## BEGIN SOURCE DOCUMENT

If I have done something wrong or violated a code of ethics, stated or implied, then I would like for the mods to remove this whole post please.
With my apologies,
SF


----------



## reset (Apr 13, 2013)

I dont see any infringement on a patent. Yours is not made with a metal laminate in it or any pins and such stuff. Im guessing you made it for your pleasure and not for sale so your good imho.


----------



## Arturito (Jan 10, 2013)

SmilingFury said:


> Hrawk said:
> 
> 
> > If you want to make your own SPS, be sure to use the free template that Jim so kindly donated to the slingshot community.
> ...


Hey don't worry EVERYTHING is "copied" or someone else ideas mixed with your own ones, more if it's a self made and you not intend a business around it ... it looks like but it isn't ...

Cheers

Arturo


----------



## SmilingFury (Jul 2, 2013)

## END SOURCE DOCUMENT

» **OBJECTIVES**:
1. Reproduce the passage of the slingshot forum thread from "If I have done" up to and including "your good imho.", substituting "design" for "patent".
2. Carry on the slingshot forum thread from the point at which it stops.

## BEGIN SUPPLIED RECORDS

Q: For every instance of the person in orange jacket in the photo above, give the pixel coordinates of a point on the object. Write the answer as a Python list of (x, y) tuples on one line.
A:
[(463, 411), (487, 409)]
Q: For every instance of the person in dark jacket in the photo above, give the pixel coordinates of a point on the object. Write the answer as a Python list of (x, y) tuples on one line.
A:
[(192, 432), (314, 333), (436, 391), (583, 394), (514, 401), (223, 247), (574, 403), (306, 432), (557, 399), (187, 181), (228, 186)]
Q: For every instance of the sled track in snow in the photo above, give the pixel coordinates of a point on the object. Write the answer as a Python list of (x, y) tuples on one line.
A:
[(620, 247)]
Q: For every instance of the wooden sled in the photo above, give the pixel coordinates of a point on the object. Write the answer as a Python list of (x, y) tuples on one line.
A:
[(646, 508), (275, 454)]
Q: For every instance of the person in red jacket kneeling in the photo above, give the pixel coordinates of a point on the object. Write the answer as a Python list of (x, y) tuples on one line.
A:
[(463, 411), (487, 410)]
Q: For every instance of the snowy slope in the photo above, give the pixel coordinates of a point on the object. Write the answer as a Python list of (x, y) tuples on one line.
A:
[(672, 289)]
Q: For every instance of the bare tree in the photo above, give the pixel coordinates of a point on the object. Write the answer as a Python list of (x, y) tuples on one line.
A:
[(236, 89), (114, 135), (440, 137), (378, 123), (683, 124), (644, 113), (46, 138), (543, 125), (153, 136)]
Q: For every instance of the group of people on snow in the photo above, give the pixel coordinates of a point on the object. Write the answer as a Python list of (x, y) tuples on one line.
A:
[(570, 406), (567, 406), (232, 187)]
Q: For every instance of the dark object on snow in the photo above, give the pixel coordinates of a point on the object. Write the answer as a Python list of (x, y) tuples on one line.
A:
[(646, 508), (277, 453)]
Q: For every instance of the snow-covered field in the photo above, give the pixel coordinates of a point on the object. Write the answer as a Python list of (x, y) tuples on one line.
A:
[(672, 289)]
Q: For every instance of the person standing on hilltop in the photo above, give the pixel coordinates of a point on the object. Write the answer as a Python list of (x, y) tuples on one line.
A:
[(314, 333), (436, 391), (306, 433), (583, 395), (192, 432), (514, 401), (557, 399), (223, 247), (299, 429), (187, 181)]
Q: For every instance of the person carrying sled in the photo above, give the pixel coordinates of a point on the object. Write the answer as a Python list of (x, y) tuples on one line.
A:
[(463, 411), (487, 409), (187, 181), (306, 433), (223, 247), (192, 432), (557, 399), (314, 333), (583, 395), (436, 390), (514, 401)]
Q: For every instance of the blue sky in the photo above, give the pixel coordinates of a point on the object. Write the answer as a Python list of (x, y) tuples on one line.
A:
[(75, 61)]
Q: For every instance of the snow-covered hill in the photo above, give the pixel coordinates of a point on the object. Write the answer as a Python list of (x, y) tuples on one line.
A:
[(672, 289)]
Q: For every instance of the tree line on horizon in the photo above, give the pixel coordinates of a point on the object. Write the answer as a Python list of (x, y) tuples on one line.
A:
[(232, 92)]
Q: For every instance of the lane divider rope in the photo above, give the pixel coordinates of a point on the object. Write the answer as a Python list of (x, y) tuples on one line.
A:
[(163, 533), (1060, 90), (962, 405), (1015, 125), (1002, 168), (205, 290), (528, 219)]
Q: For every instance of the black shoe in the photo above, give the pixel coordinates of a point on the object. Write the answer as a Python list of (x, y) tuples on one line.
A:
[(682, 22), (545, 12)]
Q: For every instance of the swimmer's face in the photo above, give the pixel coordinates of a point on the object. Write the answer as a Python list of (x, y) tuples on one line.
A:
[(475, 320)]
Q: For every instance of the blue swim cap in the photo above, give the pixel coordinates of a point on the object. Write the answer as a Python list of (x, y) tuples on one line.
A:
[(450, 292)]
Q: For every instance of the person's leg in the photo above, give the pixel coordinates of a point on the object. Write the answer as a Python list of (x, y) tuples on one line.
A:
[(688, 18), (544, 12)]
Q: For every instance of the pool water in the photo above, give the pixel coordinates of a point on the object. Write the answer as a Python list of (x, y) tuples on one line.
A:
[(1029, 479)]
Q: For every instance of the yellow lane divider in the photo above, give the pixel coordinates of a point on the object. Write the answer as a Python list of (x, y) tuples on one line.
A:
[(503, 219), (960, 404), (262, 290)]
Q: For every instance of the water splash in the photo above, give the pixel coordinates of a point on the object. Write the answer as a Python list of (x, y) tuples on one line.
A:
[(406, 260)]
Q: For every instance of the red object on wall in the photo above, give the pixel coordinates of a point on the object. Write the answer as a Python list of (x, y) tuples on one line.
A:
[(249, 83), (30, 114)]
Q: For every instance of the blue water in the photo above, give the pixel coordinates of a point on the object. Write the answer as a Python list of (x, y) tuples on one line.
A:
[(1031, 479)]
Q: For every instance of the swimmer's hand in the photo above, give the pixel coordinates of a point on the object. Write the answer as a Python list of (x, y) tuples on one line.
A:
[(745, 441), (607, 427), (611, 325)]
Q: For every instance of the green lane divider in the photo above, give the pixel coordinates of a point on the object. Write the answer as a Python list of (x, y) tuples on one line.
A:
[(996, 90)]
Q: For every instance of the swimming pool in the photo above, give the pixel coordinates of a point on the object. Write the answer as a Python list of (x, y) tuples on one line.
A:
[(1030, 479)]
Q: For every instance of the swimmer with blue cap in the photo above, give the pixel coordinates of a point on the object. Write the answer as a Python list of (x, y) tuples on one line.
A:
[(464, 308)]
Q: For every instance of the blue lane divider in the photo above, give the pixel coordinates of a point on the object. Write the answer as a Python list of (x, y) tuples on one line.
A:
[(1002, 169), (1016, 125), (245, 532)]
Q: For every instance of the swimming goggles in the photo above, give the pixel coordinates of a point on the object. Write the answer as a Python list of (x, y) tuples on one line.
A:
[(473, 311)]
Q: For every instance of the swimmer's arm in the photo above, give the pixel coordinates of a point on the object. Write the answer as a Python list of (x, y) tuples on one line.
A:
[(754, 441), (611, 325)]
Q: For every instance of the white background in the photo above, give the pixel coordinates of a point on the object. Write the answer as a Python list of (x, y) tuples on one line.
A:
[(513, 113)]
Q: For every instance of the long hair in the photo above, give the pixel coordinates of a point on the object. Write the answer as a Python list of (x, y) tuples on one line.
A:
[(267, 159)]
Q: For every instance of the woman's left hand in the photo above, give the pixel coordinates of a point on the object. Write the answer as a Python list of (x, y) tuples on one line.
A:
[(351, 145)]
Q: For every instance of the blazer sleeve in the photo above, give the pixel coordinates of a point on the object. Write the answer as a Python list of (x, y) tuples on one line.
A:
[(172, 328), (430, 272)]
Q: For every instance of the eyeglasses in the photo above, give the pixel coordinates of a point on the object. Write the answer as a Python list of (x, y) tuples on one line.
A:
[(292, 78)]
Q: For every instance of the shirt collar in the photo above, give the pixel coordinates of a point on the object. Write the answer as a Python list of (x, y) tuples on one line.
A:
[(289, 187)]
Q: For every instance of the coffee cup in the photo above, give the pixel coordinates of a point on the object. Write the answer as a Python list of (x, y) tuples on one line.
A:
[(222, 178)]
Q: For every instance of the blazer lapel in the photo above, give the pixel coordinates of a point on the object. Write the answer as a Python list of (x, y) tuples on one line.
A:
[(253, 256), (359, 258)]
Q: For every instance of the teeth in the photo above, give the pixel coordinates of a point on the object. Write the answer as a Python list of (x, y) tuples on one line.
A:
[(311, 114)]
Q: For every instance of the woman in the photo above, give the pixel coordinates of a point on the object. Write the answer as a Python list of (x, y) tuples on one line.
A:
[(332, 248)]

## END SUPPLIED RECORDS

» **OUTPUTS BY TASK**:
1.
If I have done something wrong or violated a code of ethics, stated or implied, then I would like for the mods to remove this whole post please.
With my apologies,
SF


----------



## reset (Apr 13, 2013)

I dont see any infringement on a design. Yours is not made with a metal laminate in it or any pins and such stuff. Im guessing you made it for your pleasure and not for sale so your good imho.

2.
That is a very good point Arturito. I HAVE ZERO INTEREST IN STARTING OR ENGAGING IN ANY KIND OF SLINGSHOT BUSINESS. If I have referenced the name of the shape too much in my post, then I am sure Mr.Harris would mention it to the mods and I would have no opposition to them removing this whole thread on that basis. Heck, it isn't as if my opposition to the removal would do much if they thought there was a reason to take it down. Lol. I could oppose it all I like and the thread would still disappear faster than a candy bar at a fat camp!


----------



## Btoon84 (Nov 22, 2011)

SF, I do not think Hrawk is saying you infringed on Jim's patent. Nobody thinks you have. Don't worry.  Lol


----------



## Performance Catapults (Feb 3, 2010)

No offence taken. It actually looks more like a chalice than an SPS.


----------



## Tube_Shooter (Dec 8, 2012)

Yeah don't worry about it as it really doesn't look like an SPS

Nice chalice type slingshot you got there


----------



## SmilingFury (Jul 2, 2013)

...and there you go! So I morphed myself a chalice!!! I just wanted to make sure with Mr. Harris as I intend on being on his coveted waiting list one day soon and I don't want to mess that up. 
It is not only that I couldn't make a SPS if I tried, I actually tried and I still couldn't!!!! Hahahaha.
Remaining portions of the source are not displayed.